[Some material]
** begin **

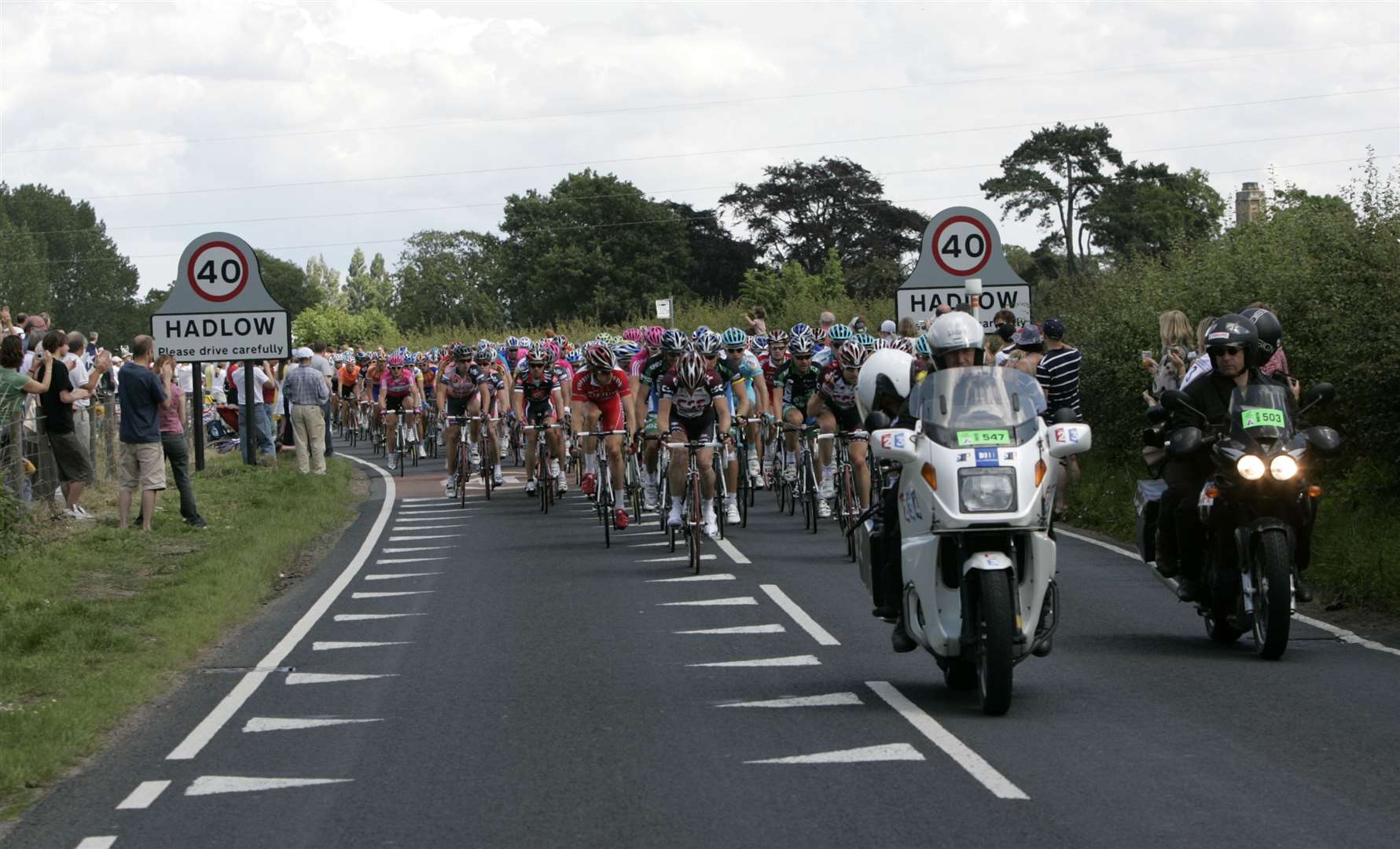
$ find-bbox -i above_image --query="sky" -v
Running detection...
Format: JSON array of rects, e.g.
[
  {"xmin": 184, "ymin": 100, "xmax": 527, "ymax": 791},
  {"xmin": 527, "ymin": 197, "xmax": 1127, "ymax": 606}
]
[{"xmin": 0, "ymin": 0, "xmax": 1400, "ymax": 292}]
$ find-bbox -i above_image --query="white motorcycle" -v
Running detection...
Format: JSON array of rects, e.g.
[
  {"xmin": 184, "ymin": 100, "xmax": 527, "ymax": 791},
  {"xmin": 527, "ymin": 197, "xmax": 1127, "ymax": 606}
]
[{"xmin": 866, "ymin": 366, "xmax": 1092, "ymax": 716}]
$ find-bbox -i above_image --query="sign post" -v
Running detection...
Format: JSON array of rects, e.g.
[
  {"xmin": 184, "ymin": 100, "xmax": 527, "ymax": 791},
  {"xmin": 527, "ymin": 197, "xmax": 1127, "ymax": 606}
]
[
  {"xmin": 151, "ymin": 233, "xmax": 291, "ymax": 469},
  {"xmin": 895, "ymin": 206, "xmax": 1031, "ymax": 333}
]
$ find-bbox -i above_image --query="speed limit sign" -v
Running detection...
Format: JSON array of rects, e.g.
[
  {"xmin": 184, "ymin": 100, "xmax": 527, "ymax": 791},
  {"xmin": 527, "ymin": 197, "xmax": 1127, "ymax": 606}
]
[
  {"xmin": 185, "ymin": 241, "xmax": 248, "ymax": 303},
  {"xmin": 930, "ymin": 215, "xmax": 993, "ymax": 277}
]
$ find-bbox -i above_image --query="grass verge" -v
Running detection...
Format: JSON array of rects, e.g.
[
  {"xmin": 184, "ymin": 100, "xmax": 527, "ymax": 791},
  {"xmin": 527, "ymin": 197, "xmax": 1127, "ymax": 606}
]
[
  {"xmin": 1067, "ymin": 454, "xmax": 1400, "ymax": 615},
  {"xmin": 0, "ymin": 454, "xmax": 355, "ymax": 820}
]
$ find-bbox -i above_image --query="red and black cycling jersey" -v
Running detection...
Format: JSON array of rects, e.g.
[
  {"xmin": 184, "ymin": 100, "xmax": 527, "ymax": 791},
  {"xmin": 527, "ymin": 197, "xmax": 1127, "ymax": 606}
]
[{"xmin": 656, "ymin": 369, "xmax": 724, "ymax": 419}]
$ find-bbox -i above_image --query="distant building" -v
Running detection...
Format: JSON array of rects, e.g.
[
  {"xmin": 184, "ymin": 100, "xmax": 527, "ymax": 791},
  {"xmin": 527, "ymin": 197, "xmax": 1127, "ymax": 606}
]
[{"xmin": 1235, "ymin": 182, "xmax": 1264, "ymax": 227}]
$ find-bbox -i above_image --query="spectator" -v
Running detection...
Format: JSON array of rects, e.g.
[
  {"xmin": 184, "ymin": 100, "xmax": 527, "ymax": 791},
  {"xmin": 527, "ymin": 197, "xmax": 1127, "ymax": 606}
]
[
  {"xmin": 116, "ymin": 336, "xmax": 175, "ymax": 531},
  {"xmin": 156, "ymin": 355, "xmax": 206, "ymax": 528},
  {"xmin": 281, "ymin": 347, "xmax": 330, "ymax": 475},
  {"xmin": 310, "ymin": 342, "xmax": 336, "ymax": 457},
  {"xmin": 39, "ymin": 329, "xmax": 105, "ymax": 521}
]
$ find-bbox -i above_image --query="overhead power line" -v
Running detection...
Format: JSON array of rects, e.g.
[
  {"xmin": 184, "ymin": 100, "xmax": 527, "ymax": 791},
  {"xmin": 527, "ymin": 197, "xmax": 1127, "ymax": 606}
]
[
  {"xmin": 0, "ymin": 125, "xmax": 1400, "ymax": 238},
  {"xmin": 88, "ymin": 86, "xmax": 1400, "ymax": 200},
  {"xmin": 0, "ymin": 41, "xmax": 1400, "ymax": 156}
]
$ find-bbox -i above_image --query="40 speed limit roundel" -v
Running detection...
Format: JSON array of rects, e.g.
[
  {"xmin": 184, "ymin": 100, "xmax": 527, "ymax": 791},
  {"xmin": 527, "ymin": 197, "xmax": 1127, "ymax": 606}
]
[
  {"xmin": 185, "ymin": 241, "xmax": 248, "ymax": 303},
  {"xmin": 930, "ymin": 215, "xmax": 991, "ymax": 277}
]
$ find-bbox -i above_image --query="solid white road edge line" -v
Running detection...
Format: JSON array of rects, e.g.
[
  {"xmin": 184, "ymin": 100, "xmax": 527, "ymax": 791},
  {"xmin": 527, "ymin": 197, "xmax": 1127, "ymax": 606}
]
[
  {"xmin": 759, "ymin": 584, "xmax": 841, "ymax": 646},
  {"xmin": 865, "ymin": 681, "xmax": 1031, "ymax": 800},
  {"xmin": 116, "ymin": 781, "xmax": 171, "ymax": 811},
  {"xmin": 165, "ymin": 454, "xmax": 398, "ymax": 761},
  {"xmin": 1056, "ymin": 528, "xmax": 1400, "ymax": 657}
]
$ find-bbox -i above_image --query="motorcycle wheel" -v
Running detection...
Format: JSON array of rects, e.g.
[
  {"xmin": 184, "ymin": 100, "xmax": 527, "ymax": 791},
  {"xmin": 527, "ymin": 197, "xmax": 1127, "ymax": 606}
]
[
  {"xmin": 1255, "ymin": 528, "xmax": 1294, "ymax": 660},
  {"xmin": 976, "ymin": 572, "xmax": 1016, "ymax": 716}
]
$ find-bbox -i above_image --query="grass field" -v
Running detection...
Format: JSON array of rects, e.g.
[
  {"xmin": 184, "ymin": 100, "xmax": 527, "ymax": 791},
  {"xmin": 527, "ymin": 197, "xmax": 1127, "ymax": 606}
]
[{"xmin": 0, "ymin": 453, "xmax": 358, "ymax": 820}]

** end **

Aim of the task
Copy out all of the material above word for word. Leave the pictures out.

Correct output
$ find-bbox -i above_image --query="sky" -v
Running detection...
Format: JSON array of rects, e.g.
[
  {"xmin": 184, "ymin": 100, "xmax": 527, "ymax": 791},
  {"xmin": 527, "ymin": 197, "xmax": 1127, "ymax": 606}
]
[{"xmin": 0, "ymin": 0, "xmax": 1400, "ymax": 292}]
$ find-bbox -i above_image --query="white motorcycle" -v
Running detection...
Format: JSON array of rects, e.g.
[
  {"xmin": 184, "ymin": 100, "xmax": 527, "ymax": 791},
  {"xmin": 527, "ymin": 197, "xmax": 1127, "ymax": 606}
]
[{"xmin": 866, "ymin": 366, "xmax": 1092, "ymax": 716}]
$ find-bbox -i above_image --query="sign post" -v
Running detection...
Format: JSON array of rects, e.g.
[
  {"xmin": 184, "ymin": 100, "xmax": 527, "ymax": 791},
  {"xmin": 527, "ymin": 197, "xmax": 1127, "ymax": 606}
]
[
  {"xmin": 151, "ymin": 233, "xmax": 291, "ymax": 469},
  {"xmin": 895, "ymin": 206, "xmax": 1031, "ymax": 333}
]
$ find-bbox -i above_image --query="speed limit sign" -v
Running detection...
Format: JSON array of rects, e.g.
[
  {"xmin": 184, "ymin": 100, "xmax": 527, "ymax": 791},
  {"xmin": 527, "ymin": 197, "xmax": 1127, "ymax": 606}
]
[
  {"xmin": 185, "ymin": 241, "xmax": 248, "ymax": 303},
  {"xmin": 930, "ymin": 215, "xmax": 993, "ymax": 277}
]
$ find-bbox -i above_image --query="grass verge" -v
Running detection...
Format: JSON array of rects, e.g.
[
  {"xmin": 184, "ymin": 100, "xmax": 527, "ymax": 791},
  {"xmin": 527, "ymin": 197, "xmax": 1127, "ymax": 606}
]
[
  {"xmin": 1067, "ymin": 454, "xmax": 1400, "ymax": 615},
  {"xmin": 0, "ymin": 454, "xmax": 355, "ymax": 820}
]
$ find-bbox -i above_image --query="red and black cycling jersey" -v
Running detection...
Format: JSON array of rects, e.g.
[
  {"xmin": 184, "ymin": 100, "xmax": 527, "ymax": 791},
  {"xmin": 527, "ymin": 197, "xmax": 1127, "ymax": 606}
]
[{"xmin": 656, "ymin": 369, "xmax": 724, "ymax": 419}]
$ find-bbox -i above_image --query="distant building" -v
Running detection...
Format: JSON array of rects, e.g.
[
  {"xmin": 184, "ymin": 100, "xmax": 527, "ymax": 791},
  {"xmin": 527, "ymin": 197, "xmax": 1127, "ymax": 606}
]
[{"xmin": 1235, "ymin": 182, "xmax": 1264, "ymax": 227}]
$ find-bbox -i above_image --query="spectator" -v
Running detection...
Format: JSON array of rects, e.g.
[
  {"xmin": 184, "ymin": 100, "xmax": 527, "ymax": 791},
  {"xmin": 527, "ymin": 197, "xmax": 1127, "ymax": 606}
]
[
  {"xmin": 116, "ymin": 336, "xmax": 175, "ymax": 531},
  {"xmin": 156, "ymin": 355, "xmax": 206, "ymax": 528},
  {"xmin": 281, "ymin": 347, "xmax": 330, "ymax": 475},
  {"xmin": 310, "ymin": 342, "xmax": 336, "ymax": 457},
  {"xmin": 39, "ymin": 329, "xmax": 105, "ymax": 521}
]
$ find-bbox -i above_image --query="overhead power line" -v
Running detection...
Format: JSON array of rects, e.g.
[
  {"xmin": 184, "ymin": 100, "xmax": 527, "ymax": 791},
  {"xmin": 527, "ymin": 197, "xmax": 1127, "ymax": 606}
]
[
  {"xmin": 0, "ymin": 125, "xmax": 1400, "ymax": 238},
  {"xmin": 88, "ymin": 86, "xmax": 1400, "ymax": 200},
  {"xmin": 0, "ymin": 41, "xmax": 1400, "ymax": 156}
]
$ find-bbox -i above_image --query="40 speed limit roundel" -v
Running detection...
Format: JSON array of rects, e.g.
[
  {"xmin": 184, "ymin": 100, "xmax": 527, "ymax": 791},
  {"xmin": 527, "ymin": 197, "xmax": 1127, "ymax": 606}
]
[
  {"xmin": 185, "ymin": 241, "xmax": 248, "ymax": 303},
  {"xmin": 930, "ymin": 215, "xmax": 991, "ymax": 277}
]
$ find-bbox -i above_image --query="solid white road edge line" -v
Running detection...
Format: JSON array of rects, e.g.
[
  {"xmin": 184, "ymin": 100, "xmax": 527, "ymax": 791},
  {"xmin": 527, "ymin": 197, "xmax": 1127, "ymax": 606}
]
[
  {"xmin": 759, "ymin": 584, "xmax": 841, "ymax": 646},
  {"xmin": 865, "ymin": 681, "xmax": 1031, "ymax": 800},
  {"xmin": 116, "ymin": 781, "xmax": 171, "ymax": 811},
  {"xmin": 165, "ymin": 454, "xmax": 398, "ymax": 761},
  {"xmin": 1056, "ymin": 528, "xmax": 1400, "ymax": 657}
]
$ find-bbox -i above_image --query="motorcycle wheel" -v
Running detection...
Format: JSON array of rects, e.g.
[
  {"xmin": 184, "ymin": 100, "xmax": 527, "ymax": 791},
  {"xmin": 527, "ymin": 197, "xmax": 1127, "ymax": 606}
]
[
  {"xmin": 1255, "ymin": 528, "xmax": 1294, "ymax": 660},
  {"xmin": 976, "ymin": 572, "xmax": 1016, "ymax": 716}
]
$ find-bbox -i above_image --query="grass field" -v
Running detection...
Format: JSON array of rects, e.g.
[
  {"xmin": 184, "ymin": 100, "xmax": 527, "ymax": 791},
  {"xmin": 527, "ymin": 197, "xmax": 1127, "ymax": 606}
]
[{"xmin": 0, "ymin": 453, "xmax": 358, "ymax": 820}]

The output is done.